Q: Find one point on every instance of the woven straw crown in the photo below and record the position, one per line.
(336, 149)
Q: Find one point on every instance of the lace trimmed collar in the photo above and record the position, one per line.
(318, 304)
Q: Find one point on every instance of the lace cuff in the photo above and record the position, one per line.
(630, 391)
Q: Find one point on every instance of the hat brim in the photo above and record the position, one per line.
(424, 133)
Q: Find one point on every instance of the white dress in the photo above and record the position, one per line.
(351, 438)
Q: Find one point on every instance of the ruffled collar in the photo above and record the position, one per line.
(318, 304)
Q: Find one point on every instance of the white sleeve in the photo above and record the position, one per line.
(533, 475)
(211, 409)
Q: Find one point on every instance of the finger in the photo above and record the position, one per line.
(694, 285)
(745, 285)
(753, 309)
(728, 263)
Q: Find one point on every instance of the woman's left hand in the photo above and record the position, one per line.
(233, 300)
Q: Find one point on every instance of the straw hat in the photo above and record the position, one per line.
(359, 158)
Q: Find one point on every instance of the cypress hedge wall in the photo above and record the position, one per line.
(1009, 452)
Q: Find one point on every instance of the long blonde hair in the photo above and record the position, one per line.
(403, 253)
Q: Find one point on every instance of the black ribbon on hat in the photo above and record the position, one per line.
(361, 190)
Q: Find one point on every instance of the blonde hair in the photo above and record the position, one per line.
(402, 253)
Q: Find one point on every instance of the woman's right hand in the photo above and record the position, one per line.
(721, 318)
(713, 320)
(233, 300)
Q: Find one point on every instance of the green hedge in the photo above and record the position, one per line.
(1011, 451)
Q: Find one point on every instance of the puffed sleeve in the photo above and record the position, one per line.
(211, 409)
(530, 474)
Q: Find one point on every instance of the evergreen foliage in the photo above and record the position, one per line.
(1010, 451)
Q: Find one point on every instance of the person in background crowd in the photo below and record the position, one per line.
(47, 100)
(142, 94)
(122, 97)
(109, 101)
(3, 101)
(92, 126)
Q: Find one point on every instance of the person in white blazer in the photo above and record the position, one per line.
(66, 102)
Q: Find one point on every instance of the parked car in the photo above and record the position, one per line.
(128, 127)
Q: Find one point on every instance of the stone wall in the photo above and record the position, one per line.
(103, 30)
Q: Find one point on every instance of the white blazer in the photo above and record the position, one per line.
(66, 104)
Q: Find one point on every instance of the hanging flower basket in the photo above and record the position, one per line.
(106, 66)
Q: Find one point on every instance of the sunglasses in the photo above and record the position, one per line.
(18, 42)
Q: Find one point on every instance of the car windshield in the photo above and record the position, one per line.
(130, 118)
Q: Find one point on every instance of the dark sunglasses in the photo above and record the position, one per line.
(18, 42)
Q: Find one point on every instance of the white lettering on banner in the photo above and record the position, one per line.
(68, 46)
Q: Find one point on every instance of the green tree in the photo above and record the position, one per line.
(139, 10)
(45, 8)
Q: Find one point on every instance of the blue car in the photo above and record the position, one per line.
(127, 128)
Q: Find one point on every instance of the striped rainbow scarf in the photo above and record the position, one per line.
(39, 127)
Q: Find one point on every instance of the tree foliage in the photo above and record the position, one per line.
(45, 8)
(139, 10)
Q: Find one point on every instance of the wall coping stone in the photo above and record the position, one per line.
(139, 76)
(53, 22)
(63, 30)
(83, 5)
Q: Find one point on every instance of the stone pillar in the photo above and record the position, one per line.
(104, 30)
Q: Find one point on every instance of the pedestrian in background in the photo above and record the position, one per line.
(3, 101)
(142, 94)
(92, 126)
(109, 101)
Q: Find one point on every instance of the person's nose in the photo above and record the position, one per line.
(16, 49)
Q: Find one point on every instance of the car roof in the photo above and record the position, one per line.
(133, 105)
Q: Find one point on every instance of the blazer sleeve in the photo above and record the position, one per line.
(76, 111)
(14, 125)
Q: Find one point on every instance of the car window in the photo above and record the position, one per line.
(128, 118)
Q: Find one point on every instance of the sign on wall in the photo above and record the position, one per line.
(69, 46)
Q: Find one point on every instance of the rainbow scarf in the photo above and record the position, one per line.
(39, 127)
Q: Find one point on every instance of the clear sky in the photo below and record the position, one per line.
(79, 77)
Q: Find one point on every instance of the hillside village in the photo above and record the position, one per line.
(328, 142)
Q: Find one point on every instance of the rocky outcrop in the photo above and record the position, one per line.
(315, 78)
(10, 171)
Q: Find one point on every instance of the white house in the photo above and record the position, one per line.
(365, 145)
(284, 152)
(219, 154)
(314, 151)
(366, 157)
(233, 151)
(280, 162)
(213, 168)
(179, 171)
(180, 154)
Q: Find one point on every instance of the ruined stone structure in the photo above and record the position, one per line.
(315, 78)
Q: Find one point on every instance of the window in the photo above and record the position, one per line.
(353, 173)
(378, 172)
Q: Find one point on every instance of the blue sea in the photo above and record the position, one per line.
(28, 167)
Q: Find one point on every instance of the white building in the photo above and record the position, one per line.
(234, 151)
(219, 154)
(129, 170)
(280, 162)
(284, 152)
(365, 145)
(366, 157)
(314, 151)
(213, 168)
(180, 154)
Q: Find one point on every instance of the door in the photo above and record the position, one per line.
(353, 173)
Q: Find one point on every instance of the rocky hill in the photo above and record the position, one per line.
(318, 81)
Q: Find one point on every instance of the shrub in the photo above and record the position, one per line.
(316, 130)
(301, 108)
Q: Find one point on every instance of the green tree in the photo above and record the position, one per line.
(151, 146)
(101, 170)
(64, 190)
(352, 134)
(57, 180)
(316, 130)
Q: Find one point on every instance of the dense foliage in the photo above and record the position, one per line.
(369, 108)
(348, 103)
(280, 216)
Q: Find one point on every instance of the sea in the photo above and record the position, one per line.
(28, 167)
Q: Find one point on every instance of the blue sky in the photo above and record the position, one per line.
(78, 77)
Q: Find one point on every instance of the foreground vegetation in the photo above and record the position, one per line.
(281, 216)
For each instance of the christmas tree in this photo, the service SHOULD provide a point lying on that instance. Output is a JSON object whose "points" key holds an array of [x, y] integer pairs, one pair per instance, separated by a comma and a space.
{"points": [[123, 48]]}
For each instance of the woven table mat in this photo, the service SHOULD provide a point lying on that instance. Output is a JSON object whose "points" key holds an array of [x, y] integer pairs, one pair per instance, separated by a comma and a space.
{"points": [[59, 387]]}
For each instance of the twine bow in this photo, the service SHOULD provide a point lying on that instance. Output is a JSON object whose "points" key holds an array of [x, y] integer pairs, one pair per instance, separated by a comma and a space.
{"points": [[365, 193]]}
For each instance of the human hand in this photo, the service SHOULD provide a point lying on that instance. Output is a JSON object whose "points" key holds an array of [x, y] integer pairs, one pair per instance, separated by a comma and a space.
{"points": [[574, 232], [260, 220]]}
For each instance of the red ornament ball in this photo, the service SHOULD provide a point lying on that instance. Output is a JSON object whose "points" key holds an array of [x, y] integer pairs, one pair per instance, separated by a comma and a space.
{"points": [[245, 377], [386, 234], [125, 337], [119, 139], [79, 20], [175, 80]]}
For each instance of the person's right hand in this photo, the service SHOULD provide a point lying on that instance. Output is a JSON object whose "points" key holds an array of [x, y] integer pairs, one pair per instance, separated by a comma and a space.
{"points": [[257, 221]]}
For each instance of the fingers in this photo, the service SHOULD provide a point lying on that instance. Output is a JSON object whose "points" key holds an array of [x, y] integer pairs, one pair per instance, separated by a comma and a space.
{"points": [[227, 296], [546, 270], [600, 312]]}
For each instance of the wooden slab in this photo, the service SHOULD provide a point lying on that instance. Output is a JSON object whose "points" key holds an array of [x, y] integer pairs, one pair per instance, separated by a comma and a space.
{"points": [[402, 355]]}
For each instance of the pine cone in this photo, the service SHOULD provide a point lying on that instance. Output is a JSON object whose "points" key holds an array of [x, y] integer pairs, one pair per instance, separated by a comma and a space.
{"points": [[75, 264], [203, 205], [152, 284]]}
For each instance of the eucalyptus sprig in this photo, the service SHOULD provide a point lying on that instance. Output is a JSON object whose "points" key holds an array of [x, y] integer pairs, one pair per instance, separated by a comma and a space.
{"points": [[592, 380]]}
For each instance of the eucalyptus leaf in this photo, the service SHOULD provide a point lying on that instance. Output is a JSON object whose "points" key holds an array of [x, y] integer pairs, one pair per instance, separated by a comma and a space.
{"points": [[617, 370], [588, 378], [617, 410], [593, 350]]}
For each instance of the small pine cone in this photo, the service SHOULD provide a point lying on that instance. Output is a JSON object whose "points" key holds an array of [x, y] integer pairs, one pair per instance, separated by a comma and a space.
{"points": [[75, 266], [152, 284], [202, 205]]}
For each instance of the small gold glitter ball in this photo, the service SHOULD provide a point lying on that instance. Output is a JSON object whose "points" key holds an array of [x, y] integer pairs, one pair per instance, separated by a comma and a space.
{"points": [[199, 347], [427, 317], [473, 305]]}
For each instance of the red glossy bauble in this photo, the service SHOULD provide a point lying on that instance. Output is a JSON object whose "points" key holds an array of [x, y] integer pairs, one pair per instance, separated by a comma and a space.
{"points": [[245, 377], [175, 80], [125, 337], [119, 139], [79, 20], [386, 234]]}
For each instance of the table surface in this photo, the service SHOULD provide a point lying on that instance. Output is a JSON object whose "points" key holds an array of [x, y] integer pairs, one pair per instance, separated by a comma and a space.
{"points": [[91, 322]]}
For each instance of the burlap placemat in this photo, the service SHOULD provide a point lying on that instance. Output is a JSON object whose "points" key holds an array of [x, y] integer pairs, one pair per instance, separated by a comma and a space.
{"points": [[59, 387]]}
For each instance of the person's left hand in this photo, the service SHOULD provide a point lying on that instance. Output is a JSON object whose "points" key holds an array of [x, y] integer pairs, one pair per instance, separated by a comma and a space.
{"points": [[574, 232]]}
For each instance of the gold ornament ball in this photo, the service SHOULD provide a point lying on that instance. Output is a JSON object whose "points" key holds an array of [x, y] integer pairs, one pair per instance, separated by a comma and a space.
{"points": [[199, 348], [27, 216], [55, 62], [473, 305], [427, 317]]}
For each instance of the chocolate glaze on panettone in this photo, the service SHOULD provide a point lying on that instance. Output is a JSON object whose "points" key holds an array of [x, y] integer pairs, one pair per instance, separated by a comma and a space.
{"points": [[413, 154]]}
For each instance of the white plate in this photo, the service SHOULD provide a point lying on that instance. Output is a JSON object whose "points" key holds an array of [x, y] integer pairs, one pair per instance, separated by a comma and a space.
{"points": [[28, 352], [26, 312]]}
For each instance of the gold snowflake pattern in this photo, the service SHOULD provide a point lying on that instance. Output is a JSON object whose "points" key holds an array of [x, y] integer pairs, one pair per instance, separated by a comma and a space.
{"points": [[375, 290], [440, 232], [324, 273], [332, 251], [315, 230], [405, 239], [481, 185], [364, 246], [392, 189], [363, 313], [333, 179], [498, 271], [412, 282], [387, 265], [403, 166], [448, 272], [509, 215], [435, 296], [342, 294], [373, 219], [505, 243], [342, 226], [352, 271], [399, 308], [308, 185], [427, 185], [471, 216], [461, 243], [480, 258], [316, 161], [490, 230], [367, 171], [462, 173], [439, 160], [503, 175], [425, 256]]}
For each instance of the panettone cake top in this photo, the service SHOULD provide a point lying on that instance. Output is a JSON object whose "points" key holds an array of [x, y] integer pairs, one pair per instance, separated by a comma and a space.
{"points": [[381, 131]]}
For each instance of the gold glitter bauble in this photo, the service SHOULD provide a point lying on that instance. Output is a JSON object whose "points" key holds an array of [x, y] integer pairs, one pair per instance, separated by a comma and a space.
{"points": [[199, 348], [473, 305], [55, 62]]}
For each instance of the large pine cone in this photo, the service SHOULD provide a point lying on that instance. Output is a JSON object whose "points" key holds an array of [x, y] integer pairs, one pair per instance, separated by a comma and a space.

PROMPT
Repeat exactly, and only, the lines of the records above, starting with the line that contains "For each instance of the chocolate" and ending with the final line, both included.

SOLVED EXERCISE
For each instance of the chocolate glaze on panettone in this photo, the service SHOULD provide a point lying on that instance. Output is a JSON object whose "points" key holds an array of [x, y] integer pairs, one pair per instance, separated by a comma and a space.
{"points": [[413, 154]]}
For each instance of the white plate in this photo, the service SHOULD provide a point lying on that instance. Output is a JSON object whose "points" key holds an array of [x, y] integer pairs, one pair per instance, separated by a comma and a space.
{"points": [[28, 352], [26, 312]]}
For each instance of the gold snowflake pattern in this photo, the service SHOULD provide a point lying on that instance. Output is a JSON object whose "points" key holds an array of [x, y] integer pairs, one pair per instance, separated by a comma and a space.
{"points": [[375, 290], [440, 232], [324, 273], [332, 251], [315, 230], [405, 239], [481, 185], [364, 246], [392, 189], [363, 313], [333, 179], [498, 271], [412, 282], [387, 265], [403, 166], [448, 272], [509, 215], [435, 296], [342, 294], [373, 219], [505, 243], [342, 226], [352, 271], [399, 308], [308, 185], [427, 185], [471, 216], [461, 243], [480, 258], [316, 161], [490, 230], [367, 171], [462, 173], [439, 160], [503, 175], [425, 256]]}
For each instance of the panettone cake top in this photo, the service SHOULD provide a point lying on that instance. Output is a JSON object whose "points" key holds an array of [x, y] integer pairs, one pair per instance, separated by a comma and a space.
{"points": [[381, 131]]}
For each instance of the gold glitter bauble in this photo, the service SHOULD provide a point lying on that instance. Output is a JSON object whose "points" key holds an array of [x, y] integer pairs, one pair per instance, separated by a comma and a space.
{"points": [[199, 348], [473, 305], [55, 62]]}
For each instance of the large pine cone in this photo, the service SHOULD provide a point lying on that instance. Output is a JSON object whose "points" key holds an array of [x, y] integer pairs, one pair per instance, separated by a comma and a space.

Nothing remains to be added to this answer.